**Given passage**:
=== Section Start ===

In order to construct more interesting examples, we need to be able to introduce loops in control-flow graphs. This is possible with the use of letrec CFG terms, which have the following syntax:

(letrec ([label cfg term] …) body cfg term)

where each label is an identifier. A letrec CFG term binds the labels to the cfg terms, and this binding is visible within the cfg terms and the body cfg term, much like the semantics of the letrec expression for Scheme code. When (forward) control flow enters a letrec CFG term, the control flow is passed to the body cfg term.

Control can flow to the cfg term using go CFG terms with the corresponding label. The syntax of a go CFG term is:

(go label)

Labels occupy a different namespace than variables (of any kind) or keywords. Labels are lexically scoped.

(let ([x 1])
  (cfg
      (letrec ([x (finally (x) x (halt))])
        (go x))
    x))1

In the following example (adapted from Olin Shiver's paper), the finally CFG term is dominated by definitions of the loop variable y. When the control flows through the label la, the loop variable y is bound before going to la; otherwise, when the control flows through the label lb, the loop variable y is bound before going to lj:

(let ([x 1]
      [f (lambda (y) (set! x y))]
      [g (lambda (y) (set! x (- y 1)))])
  (cfg
      (letrec ([lj (finally y (+ y 10) (halt))]
               [la (do (lambda (e1)
                         (f y) (e1))
                     [() (go lj)])]
               [lb (do (lambda (e1)
                         (g x) (e1 (* x x)))

=== Section End ===

**Given information**:
=== Section Start ===

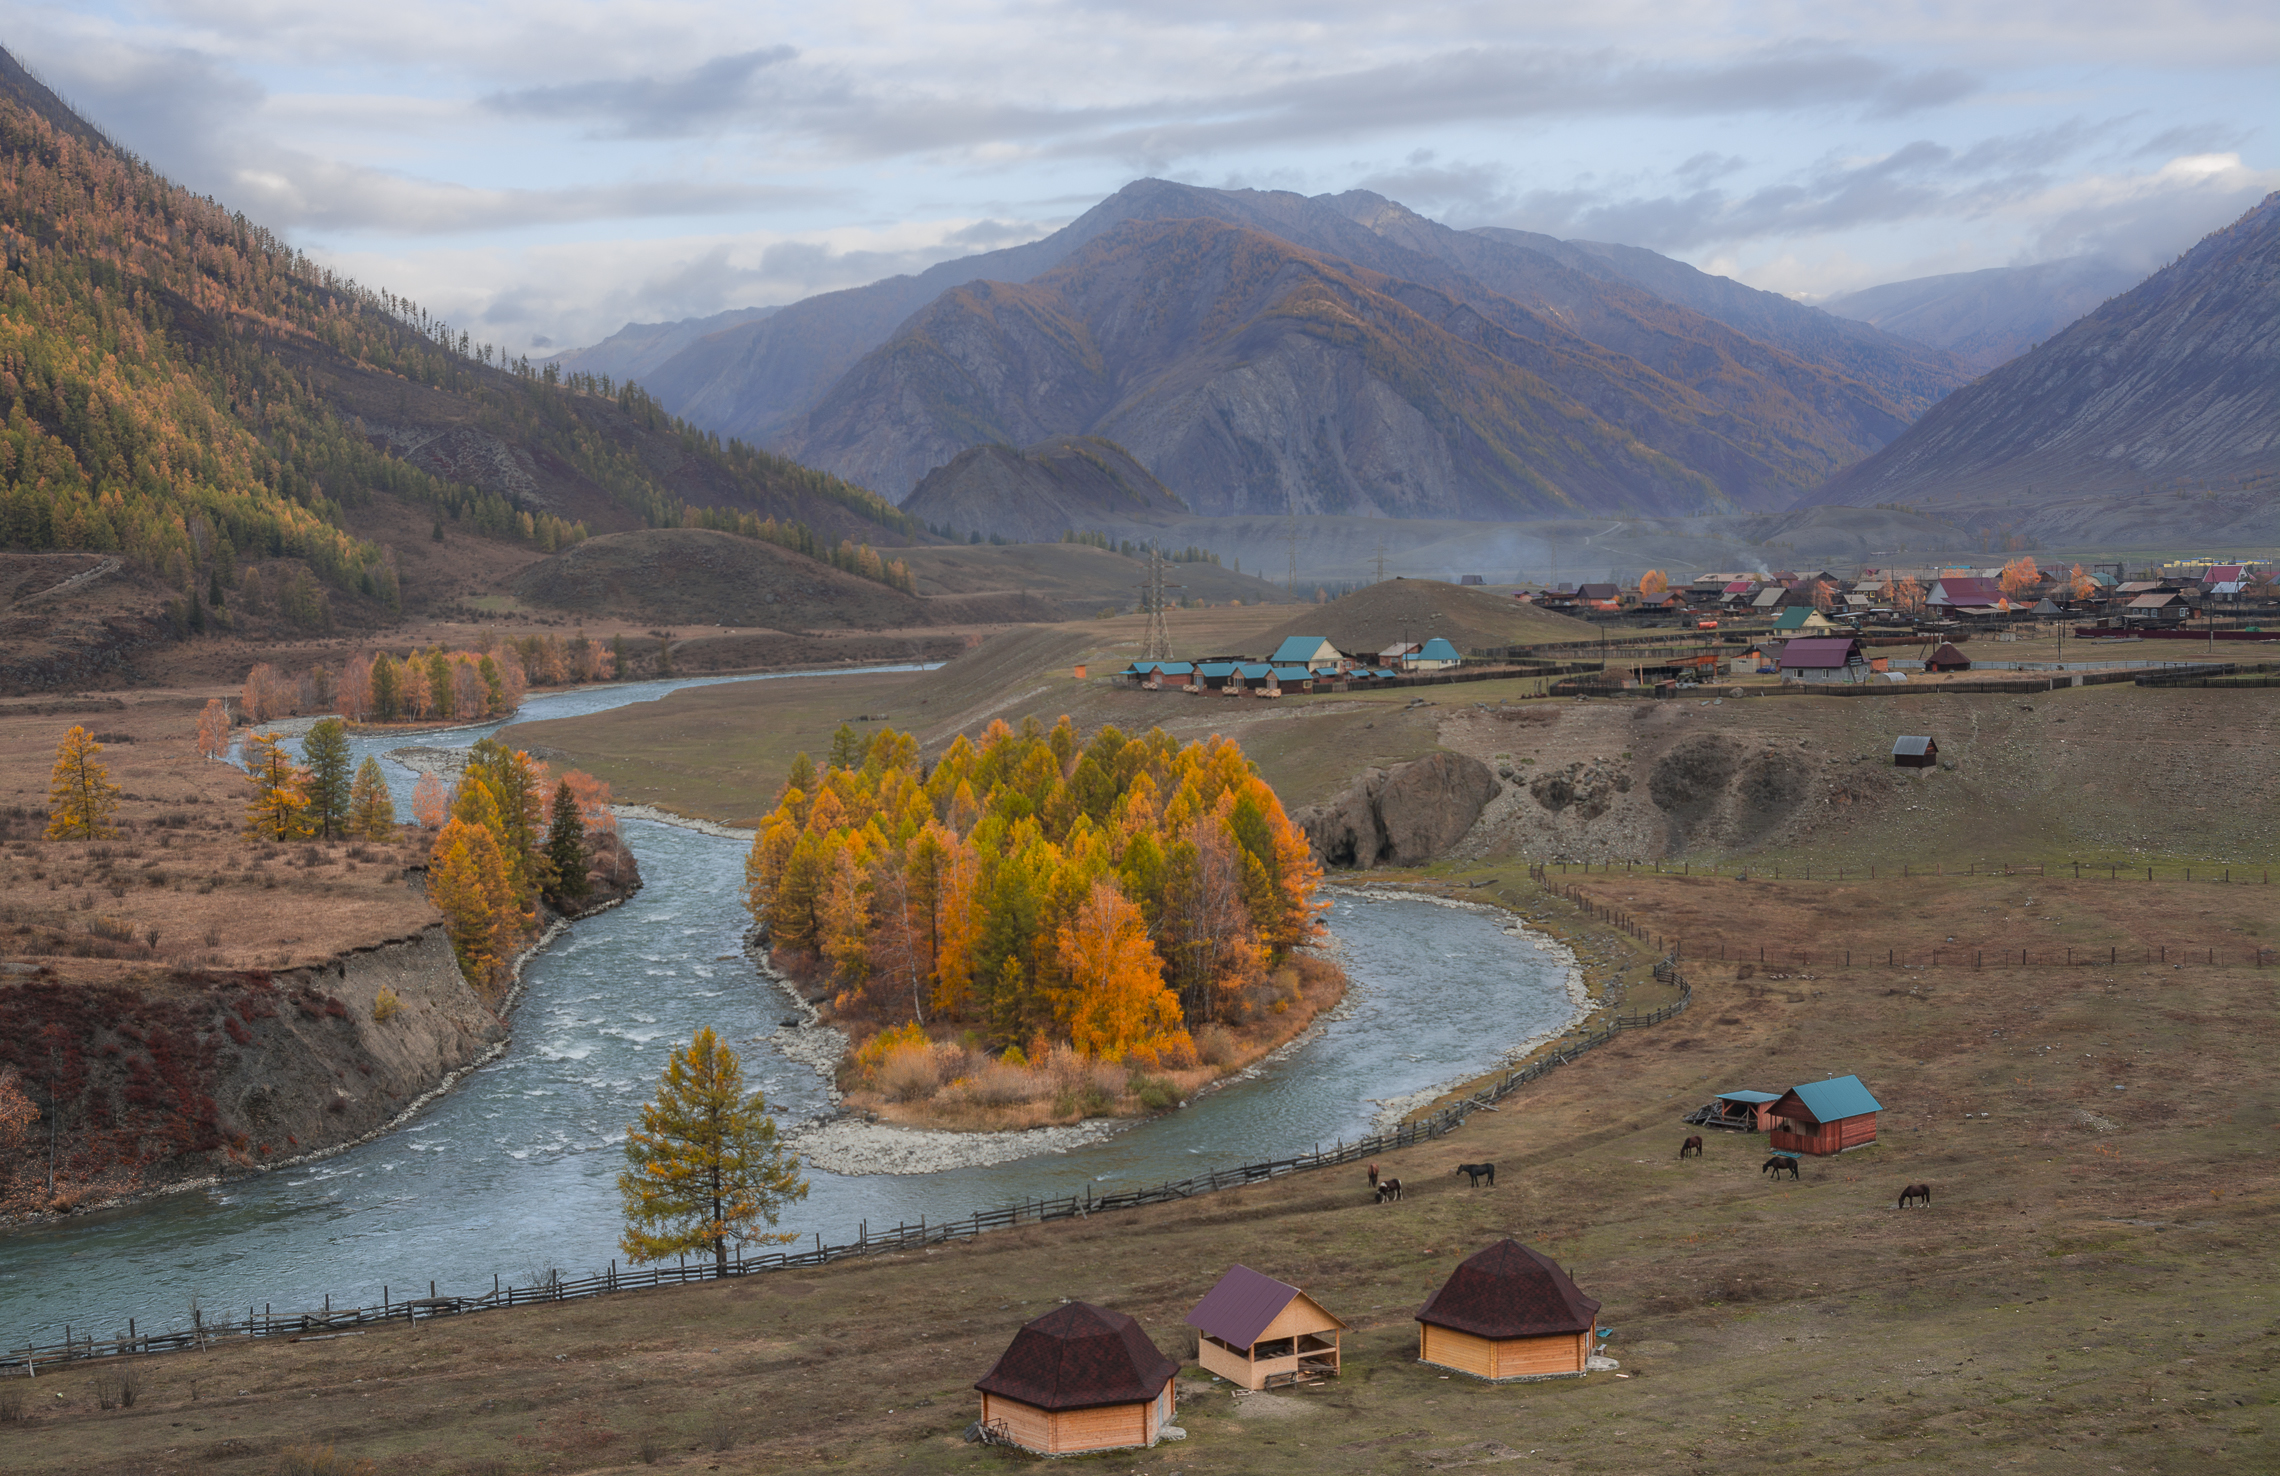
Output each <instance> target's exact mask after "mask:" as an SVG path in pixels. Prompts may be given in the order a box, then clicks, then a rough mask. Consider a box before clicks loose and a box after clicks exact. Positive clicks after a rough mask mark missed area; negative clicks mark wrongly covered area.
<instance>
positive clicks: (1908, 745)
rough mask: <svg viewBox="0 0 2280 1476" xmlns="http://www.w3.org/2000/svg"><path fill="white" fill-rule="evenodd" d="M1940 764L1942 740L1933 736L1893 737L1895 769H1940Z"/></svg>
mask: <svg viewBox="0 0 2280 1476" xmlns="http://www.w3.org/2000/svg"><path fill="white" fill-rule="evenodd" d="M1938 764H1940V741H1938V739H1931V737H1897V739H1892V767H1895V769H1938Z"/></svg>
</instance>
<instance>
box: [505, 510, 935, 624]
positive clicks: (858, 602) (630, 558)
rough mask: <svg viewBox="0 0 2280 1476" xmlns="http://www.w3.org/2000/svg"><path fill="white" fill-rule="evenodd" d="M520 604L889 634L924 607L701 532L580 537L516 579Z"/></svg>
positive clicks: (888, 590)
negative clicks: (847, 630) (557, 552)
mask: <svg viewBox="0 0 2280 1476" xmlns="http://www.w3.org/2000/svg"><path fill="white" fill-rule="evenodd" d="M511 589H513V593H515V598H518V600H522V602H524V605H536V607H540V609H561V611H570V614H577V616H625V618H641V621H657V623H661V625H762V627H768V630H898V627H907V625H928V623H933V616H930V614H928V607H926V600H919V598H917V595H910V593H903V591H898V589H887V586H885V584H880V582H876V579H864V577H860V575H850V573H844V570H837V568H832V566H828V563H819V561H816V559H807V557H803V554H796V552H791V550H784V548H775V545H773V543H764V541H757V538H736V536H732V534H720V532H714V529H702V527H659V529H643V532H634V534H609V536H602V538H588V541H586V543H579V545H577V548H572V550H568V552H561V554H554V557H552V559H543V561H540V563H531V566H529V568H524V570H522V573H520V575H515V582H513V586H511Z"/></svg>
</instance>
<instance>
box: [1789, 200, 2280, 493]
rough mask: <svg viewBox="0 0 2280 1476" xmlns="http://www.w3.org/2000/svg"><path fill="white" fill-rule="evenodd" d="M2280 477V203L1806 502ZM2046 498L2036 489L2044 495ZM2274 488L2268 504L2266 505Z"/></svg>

=== Section End ===
=== Section Start ===

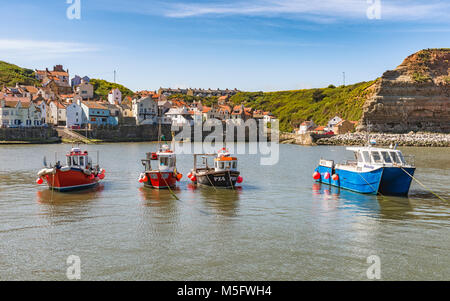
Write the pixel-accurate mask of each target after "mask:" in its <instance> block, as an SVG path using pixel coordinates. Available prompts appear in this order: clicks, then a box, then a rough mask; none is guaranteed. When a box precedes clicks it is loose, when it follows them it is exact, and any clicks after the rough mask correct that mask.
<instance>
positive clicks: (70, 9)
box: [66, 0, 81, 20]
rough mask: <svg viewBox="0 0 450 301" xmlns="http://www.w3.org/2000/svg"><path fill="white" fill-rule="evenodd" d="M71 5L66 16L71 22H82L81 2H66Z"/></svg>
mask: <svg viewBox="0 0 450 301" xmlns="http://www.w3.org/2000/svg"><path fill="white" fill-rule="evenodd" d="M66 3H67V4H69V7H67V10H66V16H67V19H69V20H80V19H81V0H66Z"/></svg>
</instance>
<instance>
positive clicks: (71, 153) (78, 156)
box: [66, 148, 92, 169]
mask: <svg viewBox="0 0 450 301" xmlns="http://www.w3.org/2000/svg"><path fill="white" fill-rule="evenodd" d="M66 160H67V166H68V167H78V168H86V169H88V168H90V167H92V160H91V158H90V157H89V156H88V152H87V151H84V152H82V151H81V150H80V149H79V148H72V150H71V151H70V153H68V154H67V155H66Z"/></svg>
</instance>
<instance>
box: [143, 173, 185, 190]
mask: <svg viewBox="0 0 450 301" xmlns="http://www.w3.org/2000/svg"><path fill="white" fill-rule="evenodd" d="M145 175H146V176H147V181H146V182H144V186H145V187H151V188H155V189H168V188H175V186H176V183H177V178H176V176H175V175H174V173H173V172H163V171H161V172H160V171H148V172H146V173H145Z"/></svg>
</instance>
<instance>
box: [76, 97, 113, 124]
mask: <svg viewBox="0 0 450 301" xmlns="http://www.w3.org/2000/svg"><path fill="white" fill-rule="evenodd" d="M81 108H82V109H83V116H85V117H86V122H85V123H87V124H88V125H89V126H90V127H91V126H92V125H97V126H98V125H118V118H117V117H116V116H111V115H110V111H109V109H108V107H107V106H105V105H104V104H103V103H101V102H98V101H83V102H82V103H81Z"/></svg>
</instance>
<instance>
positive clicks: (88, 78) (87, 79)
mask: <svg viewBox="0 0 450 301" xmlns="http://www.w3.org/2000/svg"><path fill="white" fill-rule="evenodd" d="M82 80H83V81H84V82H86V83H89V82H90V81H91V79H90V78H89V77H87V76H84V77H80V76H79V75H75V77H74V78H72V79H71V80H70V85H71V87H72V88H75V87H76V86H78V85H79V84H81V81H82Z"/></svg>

=== Section End ===

**Exercise brief**: Using the passage on letrec CFG terms, explain in one to three sentences why letrec CFG terms are introduced and how they serve that purpose.

**Task answer**: Building more interesting examples requires loops in control-flow graphs, and letrec CFG terms make those loops possible. A letrec CFG term binds labels to cfg terms, and the binding is visible both within those terms and in the body. A go CFG term naming a label then sends control to the cfg term bound to that label.